CSV経営・健康経営時代の「企業×森林」フォーラム― 森と人と地域を元気にする、新時代の「企業の森づくり」 ―を開催しました

近年、企業においても事業活動を通じて社会的課題の解決に取り組む「CSV経営」が指向されており、地球規模の環境問題が顕在化する中で、「ISO140001」の規定の改訂などの動きが見られています。

また、「CSV経営」の中でも、社員の心と体の健康づくりを重視した「健康経営」が求められており、その中で森林を活用した一次予防等の健康づくりや教育研修への関心が芽生えつつあります。

さらに、増加するインバウンドを活かした地方創生に向けて、日本が有する豊かな森林を活用した観光への関心が高まりを見せており、林野庁は平成29年度から支援施策を拡充することとしています。

ポイント注釈セットの項目:
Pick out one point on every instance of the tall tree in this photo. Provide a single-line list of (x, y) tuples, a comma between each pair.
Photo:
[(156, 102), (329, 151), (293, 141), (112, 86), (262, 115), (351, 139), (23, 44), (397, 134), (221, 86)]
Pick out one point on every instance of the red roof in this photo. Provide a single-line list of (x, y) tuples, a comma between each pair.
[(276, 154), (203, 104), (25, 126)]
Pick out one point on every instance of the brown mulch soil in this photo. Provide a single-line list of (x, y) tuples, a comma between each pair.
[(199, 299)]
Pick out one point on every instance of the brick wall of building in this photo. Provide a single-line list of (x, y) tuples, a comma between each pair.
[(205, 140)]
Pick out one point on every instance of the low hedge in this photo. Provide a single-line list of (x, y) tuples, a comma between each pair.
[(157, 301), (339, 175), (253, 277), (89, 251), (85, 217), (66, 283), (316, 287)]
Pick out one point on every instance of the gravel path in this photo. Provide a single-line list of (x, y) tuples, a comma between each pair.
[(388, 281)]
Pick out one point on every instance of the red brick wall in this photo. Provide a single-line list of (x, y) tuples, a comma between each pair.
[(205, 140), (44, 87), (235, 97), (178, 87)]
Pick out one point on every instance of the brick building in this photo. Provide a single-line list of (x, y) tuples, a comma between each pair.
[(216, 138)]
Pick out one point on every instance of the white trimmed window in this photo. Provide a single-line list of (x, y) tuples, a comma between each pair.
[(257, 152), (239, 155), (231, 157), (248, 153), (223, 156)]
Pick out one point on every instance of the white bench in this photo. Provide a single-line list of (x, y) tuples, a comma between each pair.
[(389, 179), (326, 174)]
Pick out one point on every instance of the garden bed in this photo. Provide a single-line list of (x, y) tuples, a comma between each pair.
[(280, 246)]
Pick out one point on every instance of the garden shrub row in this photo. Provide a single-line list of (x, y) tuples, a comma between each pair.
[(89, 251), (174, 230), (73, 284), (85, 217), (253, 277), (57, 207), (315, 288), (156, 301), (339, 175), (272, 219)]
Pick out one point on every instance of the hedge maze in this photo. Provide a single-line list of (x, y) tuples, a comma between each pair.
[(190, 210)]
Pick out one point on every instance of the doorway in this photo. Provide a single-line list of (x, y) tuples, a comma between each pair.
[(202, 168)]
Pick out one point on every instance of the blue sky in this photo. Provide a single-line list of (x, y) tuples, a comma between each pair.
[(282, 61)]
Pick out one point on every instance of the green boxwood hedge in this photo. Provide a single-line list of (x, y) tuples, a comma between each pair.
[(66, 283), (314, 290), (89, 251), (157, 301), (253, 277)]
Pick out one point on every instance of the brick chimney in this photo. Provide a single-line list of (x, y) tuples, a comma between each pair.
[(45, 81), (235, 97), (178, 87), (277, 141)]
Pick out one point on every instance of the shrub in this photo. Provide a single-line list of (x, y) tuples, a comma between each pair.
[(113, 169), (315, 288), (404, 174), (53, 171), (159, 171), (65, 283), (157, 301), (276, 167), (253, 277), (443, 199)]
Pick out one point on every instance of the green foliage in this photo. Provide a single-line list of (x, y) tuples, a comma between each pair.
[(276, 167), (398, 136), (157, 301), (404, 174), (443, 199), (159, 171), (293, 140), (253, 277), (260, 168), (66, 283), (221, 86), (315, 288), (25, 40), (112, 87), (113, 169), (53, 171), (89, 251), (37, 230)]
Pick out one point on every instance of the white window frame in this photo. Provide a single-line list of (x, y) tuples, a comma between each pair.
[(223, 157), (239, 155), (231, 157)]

課題内容:
上の「企業×森林」フォーラムの告知文を、最後の文のあとから書き進めてください。

解答例:
こうしたことから、CSV経営・健康経営時代において、企業が森林を多角的に活用した新たな「企業の森づくり」のあり方を議論するために、「企業×森林」フォーラムを開催しました。

日 時 2017年2月27日(月) 15:00~18:00
場 所 砂防会館別館「大会議室・木曽」(〒102-0093 東京都千代田区平河町2-7-4 砂防会館別館1階)
参加費 無料 定員 150名
主 催 美しい森林づくり全国推進会議(公社)国土緑化推進機構
共 催 経団連自然保護協議会
後 援 林野庁健康保険組合連合会
開会挨拶  司会:野中 葵(2017年度ミス日本みどりの女神)

  • 主催者:宮林 茂幸(美しい森林づくり全国推進会議 事務局長、東京農業大学 教授)
  • 来賓:今泉 裕治(農林水産省 林野庁 森林整備部 森林利用課 課長)
基調報告
  1. CSV経営時代の「森林×企業」
    井上 岳一((株)日本総合研究所 創発戦略センター シニアマネージャー)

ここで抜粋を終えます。